*BRANO SCELTO*

======

Dimissioni congelate, il Pd in subbuglio

La questione delle dimissioni congelate di Matteo Renzi, stringi stringi, è questa: sono capaci quelli del Pd di rovesciare il segretario e mettere un altro al posto suo? Oppure no?

• Scusi, io porrei la questione in un altro modo. È giusto quello che Renzi ha fatto? Dimettersi a scoppio ritardato fa il bene del paese? Oppure no?
Amico, il bene del paese interessa ai politici solo quando è assicurato il bene loro. Quindi lasciamo perdere. Renzi le risponderebbe che ieri le borse sono andate a meraviglia, quindi il mondo non è preoccupato né del voto né delle manovre sue per sopravvivere. Quanto all’aver fatto bene o male, e in che senso, decideranno gli storici. Valutando la mossa di Renzi in termini puramente egoistici, e cioè se a lui sia convenuta oppure no, si dovrà decidere prelimirarmente se stiamo ragionando a breve termine oppure no. Nel lungo termine è impossibile rispondere. Nel breve termine, e tenendo conto solo delle sue convenienze, forse la mossa è buona. Visto che non s’è eclissato dopo il 4 dicembre 2016 (come sarebbe stato meglio per lui), nell’idea di resistere anche adesso c’è una coerenza di fondo. L’idea nascosta è evidentemente questa: appena mi sfilo, perdo tutto e non avrò più speranza di rientrare in gioco. Potrebbe essere un pregiudizio senza fondamento, per esempio Andreotti, dopo il fallimento del compromesso storico, si ritirò nella commissione esteri della camera e restò fermo quasi cinque anni prima di tornare alla ribalta come ministro degli Esteri. Ma Renzi assomiglia poco ad Andreotti, il cui epigono sarebbe piuttosto proprio Di Maio.  

Che cosa può guadagnare Renzi a ostinarsi così?

======

*ESTRATTO DEI DATI*
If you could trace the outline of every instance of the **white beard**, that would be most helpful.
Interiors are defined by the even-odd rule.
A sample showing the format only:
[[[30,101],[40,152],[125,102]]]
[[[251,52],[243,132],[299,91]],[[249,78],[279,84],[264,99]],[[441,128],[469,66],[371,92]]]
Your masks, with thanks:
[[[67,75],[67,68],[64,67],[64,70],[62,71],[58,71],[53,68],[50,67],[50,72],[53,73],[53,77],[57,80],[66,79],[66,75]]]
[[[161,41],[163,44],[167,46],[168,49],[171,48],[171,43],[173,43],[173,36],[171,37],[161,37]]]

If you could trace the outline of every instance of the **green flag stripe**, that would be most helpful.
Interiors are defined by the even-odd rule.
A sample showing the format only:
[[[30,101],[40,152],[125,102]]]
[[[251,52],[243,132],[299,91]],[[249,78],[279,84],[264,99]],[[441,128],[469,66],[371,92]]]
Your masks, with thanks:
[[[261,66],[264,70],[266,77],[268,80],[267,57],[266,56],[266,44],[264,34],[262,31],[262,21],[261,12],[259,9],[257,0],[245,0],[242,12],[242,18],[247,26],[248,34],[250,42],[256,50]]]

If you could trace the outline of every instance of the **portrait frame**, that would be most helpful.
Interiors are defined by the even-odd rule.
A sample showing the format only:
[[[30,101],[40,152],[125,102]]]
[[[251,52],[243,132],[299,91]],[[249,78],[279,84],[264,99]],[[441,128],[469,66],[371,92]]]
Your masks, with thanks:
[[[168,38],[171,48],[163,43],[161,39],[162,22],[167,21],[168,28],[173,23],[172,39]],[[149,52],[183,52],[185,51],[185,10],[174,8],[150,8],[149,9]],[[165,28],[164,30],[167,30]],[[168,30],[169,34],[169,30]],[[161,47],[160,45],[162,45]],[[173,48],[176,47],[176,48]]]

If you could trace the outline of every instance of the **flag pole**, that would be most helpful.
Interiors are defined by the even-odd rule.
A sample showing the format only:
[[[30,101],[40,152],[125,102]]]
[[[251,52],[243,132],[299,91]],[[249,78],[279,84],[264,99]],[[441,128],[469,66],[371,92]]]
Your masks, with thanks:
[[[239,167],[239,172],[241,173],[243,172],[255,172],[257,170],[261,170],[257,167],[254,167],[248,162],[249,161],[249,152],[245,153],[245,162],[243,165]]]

======

*OBIETTIVO*
Secondo il brano sulle dimissioni congelate di Renzi, dove si ritirò Andreotti dopo il fallimento del compromesso storico? Le righe non servono per svolgere l'esercizio.

*RISPOSTA*
Nella commissione esteri della camera.